EXTRACT:

Death by paperwork
On July 3, when Americans were preparing to celebrate freedom, the Obama administration reduced freedom by adding another 1,296 pages of regulations to Obamacare. The burdensome rules were published in the Federal Register on the eve of Independence Day, when few were likely to be watching. So much for transparency.
Obamacare regulations compel doctors and their office staff, restaurateurs, business owners, local government officials and others to spend hours filling out paperwork without getting paid for it. It’s a colossal theft. As of 2014, Obamacare regulations impose 159 million hours of paperwork a year on the public, an increase of 48 million over last year. And there’s more to come. These figures don’t include the paperwork requirements of the law’s employer mandate, which has yet to go into effect.
Among the July 3 rules is one that compels doctors who take Medicare to report 18 different clinical measurements for each senior they treat. Doctors who fail to do this will get whacked with lower payments starting in 2015. The regulators estimate that it could take as long as 108 minutes per patient to make the annual report, and overall, doctors and their office staff will have to devote about 5.4 million hours a year nationwide to completing these reports. That’s time that could be spent treating patients, calling them to remind them to take their meds, or following up on their care. Instead, the labor is being confiscated by the federal bureaucracy to serve its own ends.

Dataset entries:
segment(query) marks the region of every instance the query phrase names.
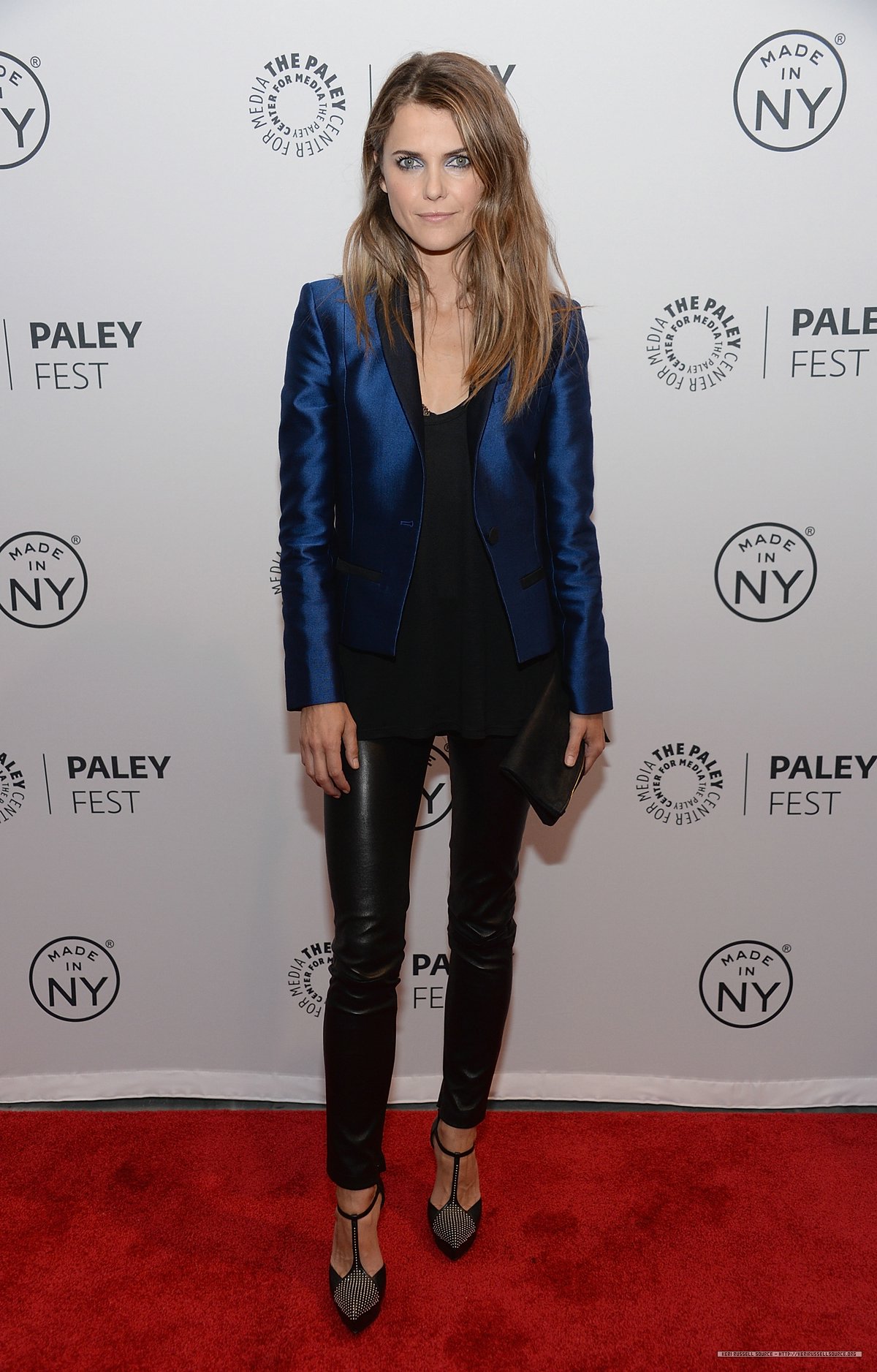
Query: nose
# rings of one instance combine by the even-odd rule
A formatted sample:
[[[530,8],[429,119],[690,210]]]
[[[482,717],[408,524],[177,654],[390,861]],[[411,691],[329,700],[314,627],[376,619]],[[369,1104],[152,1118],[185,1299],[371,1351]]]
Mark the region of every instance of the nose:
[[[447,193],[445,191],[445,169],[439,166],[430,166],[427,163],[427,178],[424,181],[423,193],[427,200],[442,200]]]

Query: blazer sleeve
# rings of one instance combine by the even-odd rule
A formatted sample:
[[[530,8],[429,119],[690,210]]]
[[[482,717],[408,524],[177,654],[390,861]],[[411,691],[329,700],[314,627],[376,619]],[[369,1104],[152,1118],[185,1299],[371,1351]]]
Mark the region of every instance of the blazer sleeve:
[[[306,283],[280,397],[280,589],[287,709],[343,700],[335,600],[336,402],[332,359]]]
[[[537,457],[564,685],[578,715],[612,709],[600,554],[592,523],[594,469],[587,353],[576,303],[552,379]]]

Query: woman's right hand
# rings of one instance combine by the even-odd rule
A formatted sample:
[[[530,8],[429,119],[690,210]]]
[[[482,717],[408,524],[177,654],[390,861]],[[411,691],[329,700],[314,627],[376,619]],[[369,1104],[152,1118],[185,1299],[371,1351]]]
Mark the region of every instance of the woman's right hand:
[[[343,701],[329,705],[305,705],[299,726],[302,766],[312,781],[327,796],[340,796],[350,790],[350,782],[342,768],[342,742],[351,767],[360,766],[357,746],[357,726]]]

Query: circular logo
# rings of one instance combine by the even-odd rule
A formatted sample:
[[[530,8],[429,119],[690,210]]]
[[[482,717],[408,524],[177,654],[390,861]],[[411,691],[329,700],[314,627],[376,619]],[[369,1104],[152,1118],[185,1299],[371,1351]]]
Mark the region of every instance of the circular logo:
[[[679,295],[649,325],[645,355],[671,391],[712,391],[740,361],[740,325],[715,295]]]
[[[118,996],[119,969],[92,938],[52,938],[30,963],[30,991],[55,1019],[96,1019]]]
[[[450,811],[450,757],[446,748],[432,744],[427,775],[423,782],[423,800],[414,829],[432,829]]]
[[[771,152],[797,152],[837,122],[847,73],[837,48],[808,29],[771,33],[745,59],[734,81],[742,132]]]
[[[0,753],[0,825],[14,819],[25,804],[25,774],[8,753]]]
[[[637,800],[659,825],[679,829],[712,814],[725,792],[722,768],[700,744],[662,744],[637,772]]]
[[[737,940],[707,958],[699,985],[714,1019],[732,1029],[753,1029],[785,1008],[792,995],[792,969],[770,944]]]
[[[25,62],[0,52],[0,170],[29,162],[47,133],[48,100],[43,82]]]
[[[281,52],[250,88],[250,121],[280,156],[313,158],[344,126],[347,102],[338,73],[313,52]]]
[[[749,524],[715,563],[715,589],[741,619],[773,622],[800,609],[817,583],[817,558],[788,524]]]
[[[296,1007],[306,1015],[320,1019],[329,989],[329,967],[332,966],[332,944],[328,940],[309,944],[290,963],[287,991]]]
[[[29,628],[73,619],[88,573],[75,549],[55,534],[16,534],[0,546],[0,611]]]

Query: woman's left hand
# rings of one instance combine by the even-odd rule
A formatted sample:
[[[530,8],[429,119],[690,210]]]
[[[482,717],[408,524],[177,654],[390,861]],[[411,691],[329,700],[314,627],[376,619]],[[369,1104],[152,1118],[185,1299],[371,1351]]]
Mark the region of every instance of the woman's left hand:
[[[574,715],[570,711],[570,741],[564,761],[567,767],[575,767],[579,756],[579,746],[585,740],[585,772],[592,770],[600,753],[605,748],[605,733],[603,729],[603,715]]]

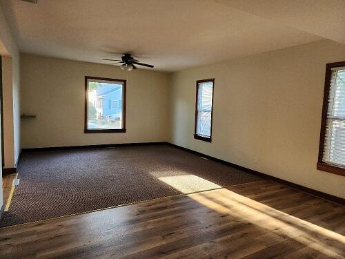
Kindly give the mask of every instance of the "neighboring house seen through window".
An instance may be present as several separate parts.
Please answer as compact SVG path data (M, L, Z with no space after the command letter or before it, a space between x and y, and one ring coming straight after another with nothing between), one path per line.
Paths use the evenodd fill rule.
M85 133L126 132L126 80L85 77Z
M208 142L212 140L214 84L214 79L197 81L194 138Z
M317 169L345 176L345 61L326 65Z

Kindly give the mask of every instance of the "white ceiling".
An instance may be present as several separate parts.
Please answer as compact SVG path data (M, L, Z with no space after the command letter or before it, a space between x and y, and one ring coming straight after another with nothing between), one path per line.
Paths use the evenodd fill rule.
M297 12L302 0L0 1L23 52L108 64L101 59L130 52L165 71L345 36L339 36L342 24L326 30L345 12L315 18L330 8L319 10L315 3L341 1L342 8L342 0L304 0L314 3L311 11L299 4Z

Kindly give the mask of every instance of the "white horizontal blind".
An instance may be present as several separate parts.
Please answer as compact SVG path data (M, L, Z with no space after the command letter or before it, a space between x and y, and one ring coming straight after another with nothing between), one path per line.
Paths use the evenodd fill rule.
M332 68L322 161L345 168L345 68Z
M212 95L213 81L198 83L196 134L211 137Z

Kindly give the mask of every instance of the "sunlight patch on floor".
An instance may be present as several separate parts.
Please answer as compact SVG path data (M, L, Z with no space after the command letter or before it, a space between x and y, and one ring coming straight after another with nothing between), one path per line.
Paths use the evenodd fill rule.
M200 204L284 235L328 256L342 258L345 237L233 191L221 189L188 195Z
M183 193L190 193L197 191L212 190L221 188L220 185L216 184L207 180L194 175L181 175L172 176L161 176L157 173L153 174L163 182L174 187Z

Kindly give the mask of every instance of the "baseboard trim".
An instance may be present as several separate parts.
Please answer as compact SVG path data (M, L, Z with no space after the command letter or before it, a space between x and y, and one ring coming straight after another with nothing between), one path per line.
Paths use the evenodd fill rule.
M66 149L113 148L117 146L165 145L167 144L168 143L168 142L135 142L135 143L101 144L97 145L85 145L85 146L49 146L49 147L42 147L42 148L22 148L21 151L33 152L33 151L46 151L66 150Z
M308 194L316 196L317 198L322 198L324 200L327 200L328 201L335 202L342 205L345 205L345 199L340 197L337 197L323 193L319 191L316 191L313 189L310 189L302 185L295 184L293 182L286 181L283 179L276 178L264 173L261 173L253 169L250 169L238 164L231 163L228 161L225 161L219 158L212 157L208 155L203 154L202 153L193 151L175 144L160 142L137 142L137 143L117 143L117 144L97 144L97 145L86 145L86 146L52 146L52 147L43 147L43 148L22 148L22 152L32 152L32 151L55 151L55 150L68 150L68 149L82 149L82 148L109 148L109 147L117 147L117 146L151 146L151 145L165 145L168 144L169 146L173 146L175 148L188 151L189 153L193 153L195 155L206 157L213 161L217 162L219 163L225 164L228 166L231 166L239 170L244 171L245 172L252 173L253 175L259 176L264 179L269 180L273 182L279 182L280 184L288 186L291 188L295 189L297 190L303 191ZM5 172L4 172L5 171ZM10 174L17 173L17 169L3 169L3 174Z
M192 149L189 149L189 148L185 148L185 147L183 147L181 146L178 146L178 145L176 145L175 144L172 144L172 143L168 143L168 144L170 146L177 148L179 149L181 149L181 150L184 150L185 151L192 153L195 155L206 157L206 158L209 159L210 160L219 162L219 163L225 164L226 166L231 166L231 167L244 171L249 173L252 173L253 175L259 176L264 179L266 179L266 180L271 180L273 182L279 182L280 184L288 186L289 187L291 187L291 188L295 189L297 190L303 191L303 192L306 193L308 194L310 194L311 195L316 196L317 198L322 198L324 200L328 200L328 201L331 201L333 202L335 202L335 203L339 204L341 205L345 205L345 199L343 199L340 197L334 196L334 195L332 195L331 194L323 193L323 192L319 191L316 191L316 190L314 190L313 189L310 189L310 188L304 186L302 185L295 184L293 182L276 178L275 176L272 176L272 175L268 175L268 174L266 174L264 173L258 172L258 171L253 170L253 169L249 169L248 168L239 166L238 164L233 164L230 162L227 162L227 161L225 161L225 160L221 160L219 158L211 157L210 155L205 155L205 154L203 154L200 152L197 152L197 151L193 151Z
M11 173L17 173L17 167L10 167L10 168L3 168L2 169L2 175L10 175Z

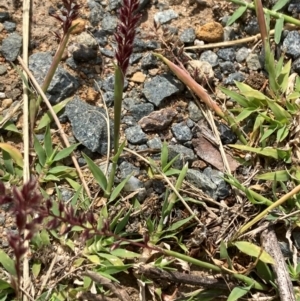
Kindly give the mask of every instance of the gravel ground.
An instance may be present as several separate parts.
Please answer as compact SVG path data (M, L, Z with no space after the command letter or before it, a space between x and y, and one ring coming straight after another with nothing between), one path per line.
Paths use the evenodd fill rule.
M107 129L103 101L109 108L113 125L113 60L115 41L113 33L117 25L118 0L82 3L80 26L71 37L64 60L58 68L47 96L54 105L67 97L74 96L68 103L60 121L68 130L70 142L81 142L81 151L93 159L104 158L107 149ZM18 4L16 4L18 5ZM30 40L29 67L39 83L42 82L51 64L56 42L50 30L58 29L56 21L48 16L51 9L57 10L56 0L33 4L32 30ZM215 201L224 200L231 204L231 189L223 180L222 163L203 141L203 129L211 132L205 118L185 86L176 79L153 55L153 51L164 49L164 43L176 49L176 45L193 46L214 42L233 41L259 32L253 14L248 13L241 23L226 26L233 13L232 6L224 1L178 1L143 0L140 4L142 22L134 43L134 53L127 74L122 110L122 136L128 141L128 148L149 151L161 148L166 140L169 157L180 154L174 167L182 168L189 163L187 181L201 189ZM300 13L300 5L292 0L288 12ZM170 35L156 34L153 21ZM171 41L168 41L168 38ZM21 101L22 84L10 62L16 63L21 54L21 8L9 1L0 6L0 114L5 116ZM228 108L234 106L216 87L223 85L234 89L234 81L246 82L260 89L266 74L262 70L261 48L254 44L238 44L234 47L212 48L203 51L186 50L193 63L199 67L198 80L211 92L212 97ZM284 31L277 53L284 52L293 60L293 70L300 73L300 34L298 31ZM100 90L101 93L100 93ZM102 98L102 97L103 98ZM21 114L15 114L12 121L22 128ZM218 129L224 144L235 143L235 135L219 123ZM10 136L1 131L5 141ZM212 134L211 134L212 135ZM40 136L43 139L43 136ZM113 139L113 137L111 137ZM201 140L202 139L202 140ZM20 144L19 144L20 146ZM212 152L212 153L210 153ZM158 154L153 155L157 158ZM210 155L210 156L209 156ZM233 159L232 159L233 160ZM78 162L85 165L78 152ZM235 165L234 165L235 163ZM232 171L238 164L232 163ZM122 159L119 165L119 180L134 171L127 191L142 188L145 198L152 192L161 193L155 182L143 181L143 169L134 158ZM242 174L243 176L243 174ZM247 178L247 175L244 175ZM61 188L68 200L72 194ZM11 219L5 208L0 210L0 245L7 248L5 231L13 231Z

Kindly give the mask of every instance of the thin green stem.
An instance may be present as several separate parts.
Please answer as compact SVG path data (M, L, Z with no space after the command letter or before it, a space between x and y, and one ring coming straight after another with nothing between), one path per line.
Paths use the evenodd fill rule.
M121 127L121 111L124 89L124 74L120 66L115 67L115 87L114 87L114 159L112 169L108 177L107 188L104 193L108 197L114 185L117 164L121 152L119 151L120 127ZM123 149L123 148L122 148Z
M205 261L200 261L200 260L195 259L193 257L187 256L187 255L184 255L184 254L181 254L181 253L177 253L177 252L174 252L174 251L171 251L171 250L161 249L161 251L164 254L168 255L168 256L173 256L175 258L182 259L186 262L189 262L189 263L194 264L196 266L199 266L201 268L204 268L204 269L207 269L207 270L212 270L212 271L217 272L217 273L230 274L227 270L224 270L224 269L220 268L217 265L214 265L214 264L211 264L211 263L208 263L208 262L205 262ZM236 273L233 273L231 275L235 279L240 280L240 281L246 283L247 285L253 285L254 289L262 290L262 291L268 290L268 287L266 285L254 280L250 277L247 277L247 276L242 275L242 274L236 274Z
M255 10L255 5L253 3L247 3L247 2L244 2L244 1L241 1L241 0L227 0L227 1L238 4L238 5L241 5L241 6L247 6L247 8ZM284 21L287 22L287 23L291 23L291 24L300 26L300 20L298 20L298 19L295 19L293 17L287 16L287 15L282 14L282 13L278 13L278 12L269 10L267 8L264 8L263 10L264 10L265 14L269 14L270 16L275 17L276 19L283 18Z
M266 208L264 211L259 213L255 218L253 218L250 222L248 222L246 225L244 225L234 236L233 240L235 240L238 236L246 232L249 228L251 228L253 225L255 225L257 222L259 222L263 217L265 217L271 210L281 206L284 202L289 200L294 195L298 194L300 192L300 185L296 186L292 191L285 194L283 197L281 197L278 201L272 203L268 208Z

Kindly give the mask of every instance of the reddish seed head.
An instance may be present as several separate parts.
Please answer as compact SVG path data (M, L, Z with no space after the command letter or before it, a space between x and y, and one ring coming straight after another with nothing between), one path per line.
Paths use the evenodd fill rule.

STUDY QUESTIONS:
**A)** Answer these questions using the Obamacare paperwork text.
(i) How many pages of regulations were added to Obamacare on July 3?
(ii) As of 2014, how many hours of paperwork a year do Obamacare regulations impose on the public?
(iii) How many clinical measurements must doctors who take Medicare report for each senior they treat?
**B)** Write what follows the last sentence of the Obamacare paperwork text.

RESPONSES BY TASK:
**A)**
(i) 1,296 pages
(ii) 159 million hours
(iii) 18

**B)**
The regulations are also robbing patients of what they need from their doctors. For example, an elderly woman goes to the doctor with a wrist fracture or shingles. She happens to be overweight. Under the Physician Quality Reporting System regulations published July 3, to avoid a penalty her doctor may feel pressured to discuss weight loss in order to check that box rather than focusing on the pressing issue that brought her there.
Doctors and patients feel the brunt, but business owners are also reeling with the paperwork costs. Any business owner knows that when the mail arrives with several envelopes from the government, you’ve lost another day’s productivity to paperwork. Restaurant owners face 622,000 hours of work to comply with menu labeling rules imposed by Obamacare. Their labor, too, is literally being confiscated.
The American Action Forum, a public policy organization, notes that Obamacare is in a class by itself, imposing almost three times as much paperwork as Dodd Frank financial regulations, and more than 10 times as much paperwork as Sarbanes-Oxley, financial reform legislation. The Department of Health and Human Services is the biggest culprit. It’s responsible for 90 million hours a year of Obamacare paperwork chores foisted on the American people. The U.S. Treasury, which includes the IRS, has increased its paperwork burden on the public by 23 percent because of Obamacare.
On July 4, 1776, when American patriots signed their Declaration of Independence from Great Britain, they recounted the crimes of the tyrannical British king: “He has erected a multitude of new offices and sent hither swarms of Officers to harass our people and eat out their substance.” Two centuries later, our own government is suffocating us with mandatory paperwork.
That’s even before considering how this increase in government regulation impedes business decision-making, hiring, expansion and innovation. According to the Heritage Foundation’s 2014 Index of Economic Freedom, the United States is the only country to have lost economic freedom for seven straight years, now ranking 12th in the world behind Hong Kong, Singapore, Australia and eight other nations. “Burdensome and redundant regulations are the most common barriers to the free conduct of entrepreneurial activity,” Heritage cautions.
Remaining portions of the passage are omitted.